━━━━━ Provided data

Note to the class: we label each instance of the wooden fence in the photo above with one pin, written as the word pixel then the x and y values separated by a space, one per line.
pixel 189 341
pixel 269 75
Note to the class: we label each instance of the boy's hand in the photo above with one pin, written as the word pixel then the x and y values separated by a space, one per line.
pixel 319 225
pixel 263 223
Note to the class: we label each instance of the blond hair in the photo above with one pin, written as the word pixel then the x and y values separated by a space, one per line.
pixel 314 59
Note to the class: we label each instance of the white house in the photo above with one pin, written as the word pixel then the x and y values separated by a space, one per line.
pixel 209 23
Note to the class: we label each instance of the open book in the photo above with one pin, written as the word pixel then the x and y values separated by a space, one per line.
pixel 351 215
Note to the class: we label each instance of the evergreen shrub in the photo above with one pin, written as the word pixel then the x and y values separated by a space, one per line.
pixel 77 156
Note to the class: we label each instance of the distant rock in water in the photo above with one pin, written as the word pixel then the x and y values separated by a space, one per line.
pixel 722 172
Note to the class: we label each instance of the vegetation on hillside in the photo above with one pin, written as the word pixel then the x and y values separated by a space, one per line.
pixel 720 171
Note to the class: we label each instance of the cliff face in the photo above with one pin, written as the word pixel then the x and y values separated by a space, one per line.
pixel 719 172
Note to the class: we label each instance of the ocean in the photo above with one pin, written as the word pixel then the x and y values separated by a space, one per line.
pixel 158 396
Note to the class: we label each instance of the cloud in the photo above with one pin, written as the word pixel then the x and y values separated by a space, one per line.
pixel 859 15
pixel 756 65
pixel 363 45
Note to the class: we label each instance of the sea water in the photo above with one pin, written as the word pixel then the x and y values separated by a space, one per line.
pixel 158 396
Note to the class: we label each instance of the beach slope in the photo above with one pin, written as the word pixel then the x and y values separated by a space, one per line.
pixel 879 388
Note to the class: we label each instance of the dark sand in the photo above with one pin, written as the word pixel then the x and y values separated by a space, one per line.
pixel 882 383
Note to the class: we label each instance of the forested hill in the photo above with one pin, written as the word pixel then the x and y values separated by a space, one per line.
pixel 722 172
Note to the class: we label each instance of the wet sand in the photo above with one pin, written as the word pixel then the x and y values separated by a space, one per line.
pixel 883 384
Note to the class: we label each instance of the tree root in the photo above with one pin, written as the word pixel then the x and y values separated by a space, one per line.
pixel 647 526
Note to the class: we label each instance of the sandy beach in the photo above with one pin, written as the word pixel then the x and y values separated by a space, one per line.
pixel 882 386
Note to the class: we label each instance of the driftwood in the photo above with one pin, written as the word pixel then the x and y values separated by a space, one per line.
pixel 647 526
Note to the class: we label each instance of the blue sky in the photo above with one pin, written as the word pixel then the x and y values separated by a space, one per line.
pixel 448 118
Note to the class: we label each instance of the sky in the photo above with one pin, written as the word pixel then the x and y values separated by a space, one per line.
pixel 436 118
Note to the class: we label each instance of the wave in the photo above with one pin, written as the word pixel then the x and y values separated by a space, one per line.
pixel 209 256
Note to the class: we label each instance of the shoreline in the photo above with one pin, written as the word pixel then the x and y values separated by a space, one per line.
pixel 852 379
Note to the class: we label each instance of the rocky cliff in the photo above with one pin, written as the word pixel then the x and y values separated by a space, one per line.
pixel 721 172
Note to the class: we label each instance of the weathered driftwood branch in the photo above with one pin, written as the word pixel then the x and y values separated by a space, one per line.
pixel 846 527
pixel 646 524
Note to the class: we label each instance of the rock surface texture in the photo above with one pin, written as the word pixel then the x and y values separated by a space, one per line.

━━━━━━━━━━

__Work request__.
Exact reproduction of every entry is needed.

__Answer to this task__.
Note to the class: we label each instance of the wooden fence in the photo above with one pin, written as the word pixel then the x and y values separated by a space, one per line.
pixel 189 341
pixel 269 75
Note to the class: we label each instance of the boy's hand in the photo above with one pin, written as the word pixel then the x and y values separated by a space, one per line.
pixel 319 225
pixel 263 223
Note to the class: we label each instance of the blond hair in the photo above with one pin, written as the word pixel then the x and y values separated by a space, one per line.
pixel 314 59
Note to the class: we label each instance of the white house in the photo above with one pin, written as the word pixel then the x and y values separated by a space, one per line.
pixel 209 23
Note to the class: we label each instance of the open book in the photo above with one pin, written as the word pixel then the x and y values separated by a space, one per line.
pixel 351 215
Note to the class: we label each instance of the evergreen shrub in the photo above with one pin, written as the word pixel then the x and y values separated by a space, one per line.
pixel 77 156
Note to the class: we label each instance of the distant rock in water in the photo above with one pin, written as the word pixel then the x and y values separated by a space, one per line.
pixel 722 172
Note to the class: we label each instance of the vegetation on hillside in the photo above with one pin, written as the word pixel then the x and y values separated by a space, one per line.
pixel 720 171
Note to the class: we label each instance of the cliff face in the photo above with one pin, written as the word pixel then the x and y values separated by a space, one per line.
pixel 719 172
Note to the class: we label each instance of the ocean in the photo above with one pin, written as the word pixel then the x and y values separated by a space, one per line.
pixel 158 396
Note to the class: we label each instance of the cloud in the photo above with one pin, written as the word pixel then the x and y values separated by a space, one per line.
pixel 859 15
pixel 756 65
pixel 363 45
Note to the class: we label each instance of the sea water in the photo above with one pin, written as the word pixel then the x and y values separated by a space, one per line.
pixel 158 396
Note to the class: we label each instance of the beach slope in the photo above with one pin, written as the word pixel then the x and y values separated by a space, one per line.
pixel 879 388
Note to the class: we label each instance of the dark sand in the photo above with one pin, written as the word pixel then the x and y values separated by a space, one per line.
pixel 882 383
Note to the class: we label each instance of the forested hill in the photo above with one pin, written as the word pixel then the x and y values separated by a space, one per line.
pixel 722 172
Note to the class: we label each instance of the wet sand in the photo above with one pin, written as the word pixel then the x and y values separated by a space, one per line.
pixel 883 384
Note to the class: we label each instance of the tree root in the photo above with one pin, written as the word pixel then the x and y values separated by a space, one per line.
pixel 647 526
Note to the class: we label each instance of the sandy beach in the photo above with one pin, written as the word pixel then the x and y values separated by a space, one per line.
pixel 882 386
Note to the class: we label each instance of the driftwood in the photo above with one pin, written as the word pixel then the x and y values separated by a space, one per line.
pixel 647 526
Note to the class: we label each instance of the blue sky in the photo above with one pin, written as the word pixel then the x and y values separated by a space, one per line.
pixel 448 118
Note to the class: we label each instance of the sky in the photo above with one pin, written as the word pixel then the x and y values separated by a space, one per line.
pixel 436 118
Note to the class: we label each instance of the wave in the photo above with one pin, written as the word pixel then the x and y values separated by a space, one per line.
pixel 209 256
Note to the class: we label each instance of the shoreline in the photo above with one pin, written as the word pixel then the x and y values separated by a space, one per line.
pixel 852 379
Note to the class: we label each instance of the rocky cliff in the photo above with one pin, written as the word pixel then the x and y values separated by a space, one per line.
pixel 721 172
Note to the class: we label each instance of the weathered driftwood branch in the photo above with one pin, written as the word pixel then the x and y values separated by a space, one per line.
pixel 846 527
pixel 646 524
Note to the class: we label each instance of the rock surface texture in the photo above with one pin, written as the word pixel then the x and y values separated by a space, one per line.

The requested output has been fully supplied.